Project Hummingbird, a study on vertical takeoff and landing (VTOL) aircraft, was commissioned by the US Navy and Air Force. The aim was a versatile fighter which could take off and land from ships at sea and act as air defense for a fleet. Contracts were awarded to two companies to build one prototype each. The Convair Company’s XFY-1 Pogo proposal was one of the winners and proved to be the more successful of the pair.

It was a strange aircraft. The XFY-1 sat vertically on the ground as a “tail-sitter,” supported by the tips of its cruciform wings. The wings had small wheels attached. But the wheels had no brakes, so takeoffs and landings could only be conducted when there was no wind.

As it took off vertically but flew horizontally, the pilot’s seat rotated depending on its orientation. An escape system consisted of a length of rope to get the pilot down in an emergency landing. Takeoff and landing was dangerous because the pilot had to look over his shoulder to land.

• **Written instruction A**:
Gather every line of the records below that contains the word "boat", and copy each of those lines unchanged.

• **Supplied records**:
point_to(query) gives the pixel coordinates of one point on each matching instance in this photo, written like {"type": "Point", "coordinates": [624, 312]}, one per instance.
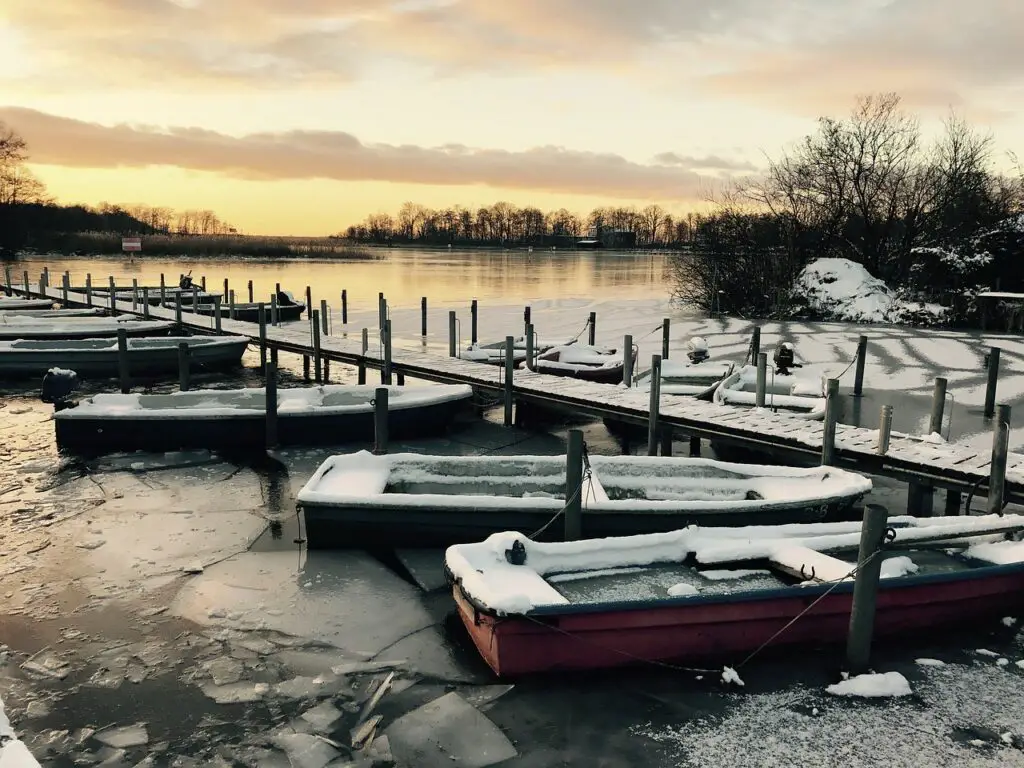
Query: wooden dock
{"type": "Point", "coordinates": [955, 468]}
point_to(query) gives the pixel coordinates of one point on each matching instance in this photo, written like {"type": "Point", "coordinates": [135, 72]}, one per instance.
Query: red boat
{"type": "Point", "coordinates": [617, 610]}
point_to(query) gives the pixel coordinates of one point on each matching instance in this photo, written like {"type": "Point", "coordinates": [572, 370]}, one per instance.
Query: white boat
{"type": "Point", "coordinates": [801, 393]}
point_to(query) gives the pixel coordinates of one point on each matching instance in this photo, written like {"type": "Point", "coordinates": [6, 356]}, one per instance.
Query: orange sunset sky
{"type": "Point", "coordinates": [303, 116]}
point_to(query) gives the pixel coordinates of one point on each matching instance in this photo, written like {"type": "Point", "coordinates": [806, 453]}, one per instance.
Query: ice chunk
{"type": "Point", "coordinates": [448, 731]}
{"type": "Point", "coordinates": [125, 736]}
{"type": "Point", "coordinates": [872, 686]}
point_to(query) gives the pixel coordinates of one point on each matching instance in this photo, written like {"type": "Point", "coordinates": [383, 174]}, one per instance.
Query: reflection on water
{"type": "Point", "coordinates": [403, 274]}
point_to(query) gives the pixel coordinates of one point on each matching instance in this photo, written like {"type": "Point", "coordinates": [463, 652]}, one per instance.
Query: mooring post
{"type": "Point", "coordinates": [363, 359]}
{"type": "Point", "coordinates": [386, 369]}
{"type": "Point", "coordinates": [261, 313]}
{"type": "Point", "coordinates": [124, 373]}
{"type": "Point", "coordinates": [183, 372]}
{"type": "Point", "coordinates": [628, 360]}
{"type": "Point", "coordinates": [885, 429]}
{"type": "Point", "coordinates": [314, 332]}
{"type": "Point", "coordinates": [993, 377]}
{"type": "Point", "coordinates": [865, 589]}
{"type": "Point", "coordinates": [858, 378]}
{"type": "Point", "coordinates": [573, 485]}
{"type": "Point", "coordinates": [762, 380]}
{"type": "Point", "coordinates": [832, 415]}
{"type": "Point", "coordinates": [271, 404]}
{"type": "Point", "coordinates": [1000, 445]}
{"type": "Point", "coordinates": [655, 401]}
{"type": "Point", "coordinates": [380, 421]}
{"type": "Point", "coordinates": [509, 377]}
{"type": "Point", "coordinates": [453, 350]}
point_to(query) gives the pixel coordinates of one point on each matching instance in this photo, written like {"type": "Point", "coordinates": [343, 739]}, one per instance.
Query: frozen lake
{"type": "Point", "coordinates": [163, 600]}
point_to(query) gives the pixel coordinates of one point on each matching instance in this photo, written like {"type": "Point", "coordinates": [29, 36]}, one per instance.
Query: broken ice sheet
{"type": "Point", "coordinates": [448, 731]}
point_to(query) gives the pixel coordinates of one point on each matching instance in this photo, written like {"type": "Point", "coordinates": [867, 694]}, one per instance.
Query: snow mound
{"type": "Point", "coordinates": [872, 686]}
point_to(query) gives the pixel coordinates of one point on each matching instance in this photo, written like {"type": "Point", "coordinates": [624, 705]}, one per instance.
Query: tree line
{"type": "Point", "coordinates": [503, 223]}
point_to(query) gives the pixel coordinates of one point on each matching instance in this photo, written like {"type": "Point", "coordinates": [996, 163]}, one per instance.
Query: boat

• **Written instruction B**:
Transcribe the passage on the XFY-1 Pogo above, starting at "It was a strange" and ending at "shoulder to land.".

• **Finished answer A**:
Query: red boat
Query: white boat
Query: boat

• **Finished answer B**:
It was a strange aircraft. The XFY-1 sat vertically on the ground as a “tail-sitter,” supported by the tips of its cruciform wings. The wings had small wheels attached. But the wheels had no brakes, so takeoffs and landings could only be conducted when there was no wind.

As it took off vertically but flew horizontally, the pilot’s seat rotated depending on its orientation. An escape system consisted of a length of rope to get the pilot down in an emergency landing. Takeoff and landing was dangerous because the pilot had to look over his shoulder to land.